Task requirements:
List each line of the listing that contains the word "amber", matching its case exactly.

[Start of Source records]

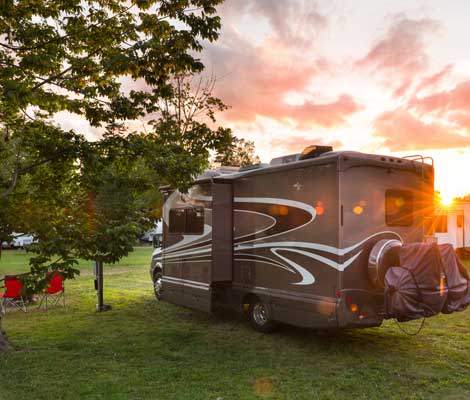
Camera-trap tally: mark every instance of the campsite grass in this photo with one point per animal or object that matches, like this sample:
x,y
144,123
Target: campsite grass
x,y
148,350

[End of Source records]
[Start of Source records]

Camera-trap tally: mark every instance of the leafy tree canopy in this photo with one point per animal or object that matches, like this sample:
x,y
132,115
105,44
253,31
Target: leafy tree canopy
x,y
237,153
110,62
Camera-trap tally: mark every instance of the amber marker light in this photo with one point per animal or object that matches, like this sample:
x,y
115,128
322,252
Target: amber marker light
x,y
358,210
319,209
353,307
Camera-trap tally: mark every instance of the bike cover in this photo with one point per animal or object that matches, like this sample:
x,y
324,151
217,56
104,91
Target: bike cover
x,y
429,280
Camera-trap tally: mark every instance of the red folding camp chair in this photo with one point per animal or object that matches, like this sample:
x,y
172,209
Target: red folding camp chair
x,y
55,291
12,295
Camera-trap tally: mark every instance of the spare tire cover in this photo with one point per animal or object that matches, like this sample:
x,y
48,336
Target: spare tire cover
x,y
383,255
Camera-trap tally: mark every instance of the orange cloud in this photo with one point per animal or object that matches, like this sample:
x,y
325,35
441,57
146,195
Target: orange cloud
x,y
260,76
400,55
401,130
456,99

[End of Source records]

Finished exercise:
Camera-trap tally: mark every instance of the amber marker light in this photo with one point per animal or object that matches, like this sample:
Target: amber marker light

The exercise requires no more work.